OBJECTIVE:
Write out the entries below again, substituting "place a point" for "set a marker" wherever it occurs and changing nothing else. Omit the pictures from your version.

──────── INFORMATION SHOWN

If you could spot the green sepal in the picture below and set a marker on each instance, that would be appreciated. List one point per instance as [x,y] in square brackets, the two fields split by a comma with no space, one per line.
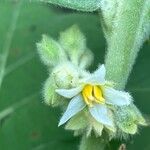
[50,96]
[78,122]
[50,51]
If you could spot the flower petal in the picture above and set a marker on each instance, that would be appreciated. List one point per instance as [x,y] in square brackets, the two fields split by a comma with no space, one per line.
[75,105]
[69,93]
[116,97]
[100,113]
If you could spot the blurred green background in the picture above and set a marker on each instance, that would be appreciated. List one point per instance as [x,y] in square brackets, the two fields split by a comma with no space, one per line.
[26,123]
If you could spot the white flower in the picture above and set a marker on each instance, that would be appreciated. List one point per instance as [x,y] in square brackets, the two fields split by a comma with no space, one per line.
[97,95]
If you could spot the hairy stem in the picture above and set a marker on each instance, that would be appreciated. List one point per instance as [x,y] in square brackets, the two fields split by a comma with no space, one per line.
[129,31]
[5,51]
[92,143]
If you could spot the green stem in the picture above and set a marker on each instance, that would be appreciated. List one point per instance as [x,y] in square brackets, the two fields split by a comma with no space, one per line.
[5,51]
[92,143]
[127,36]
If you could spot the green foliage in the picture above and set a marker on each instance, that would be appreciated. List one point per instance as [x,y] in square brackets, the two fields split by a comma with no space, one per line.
[81,5]
[50,51]
[26,123]
[125,31]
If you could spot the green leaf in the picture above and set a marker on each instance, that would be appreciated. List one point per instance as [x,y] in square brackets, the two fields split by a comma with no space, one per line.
[26,122]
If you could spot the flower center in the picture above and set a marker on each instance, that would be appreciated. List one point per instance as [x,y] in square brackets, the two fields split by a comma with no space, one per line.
[92,93]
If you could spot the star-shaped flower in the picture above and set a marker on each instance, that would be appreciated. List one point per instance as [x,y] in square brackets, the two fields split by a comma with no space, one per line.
[97,95]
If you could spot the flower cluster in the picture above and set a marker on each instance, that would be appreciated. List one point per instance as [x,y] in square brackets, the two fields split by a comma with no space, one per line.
[90,102]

────────────────

EXERCISE RESPONSE:
If you could spot the green sepal in the picture below and place a point on each instance, that would be appreciated. List one point per instance as [x,y] in square brackets, the two fields split by a comma with no space, one per line.
[50,96]
[78,122]
[50,51]
If you could spot the flower petal in the picture above and place a point on each instance, that would be appreciated. List one point per instance as [x,y] in square brackets, the two fields split by a comma with no space, one per line.
[75,105]
[69,93]
[116,97]
[100,113]
If you could spot the blurred green background in the picture above and place a point on each instance, that would be appreciated. List one point per instance as [x,y] in square brackets, the two fields split by a comma with no space, one per line.
[26,123]
If you could spot the white flower in the picture above and place a point on each instance, that would be appreciated. List one point per instance as [x,y] in square brackets, the two fields split by a comma with no space, one per line.
[97,95]
If you could spot the hairy stem in the picture above and place a point on each instance, that would be appreciated. List one point per instance as [x,y] in square brackets, the two fields split by a comma with no space, one per line.
[129,31]
[5,51]
[92,143]
If you could spot the green stem in the picture above and place a point on each instance, that would be appreciated. List one point per instance as [x,y] in square brackets, the two fields split by a comma with no space, one per line.
[5,51]
[92,143]
[127,36]
If you could spot the green foliage in the picture above and place a point on each instance, that would be appreciated. List one point per instance as [x,y] in square brackets, the two fields split by a comma with no space, one per line.
[81,5]
[50,51]
[26,123]
[125,31]
If you could spot the green leaf in the picture above and place a point on each instance, that would be appreciated. List one point per instance as [x,y] in square brackets, the two fields split by a comma with no space, one per line.
[26,122]
If you could spot the flower center in the picture above and place a point on each instance, that would be appreciated. List one point per instance as [x,y] in square brackets, the two fields split by a comma with no space, one per line.
[92,93]
If you could spot the star-shaped flower in the picture above and place a point on each instance, that would be appreciated. List one point per instance as [x,y] in square brackets, the two fields split by a comma with no space, one per line.
[97,95]
If you could spot the flower cluster in the picture above and place a point on each instance, that would be appreciated. List one point per instance as [x,y] in square brackets, the two fields split by a comma with no space, one per line.
[90,102]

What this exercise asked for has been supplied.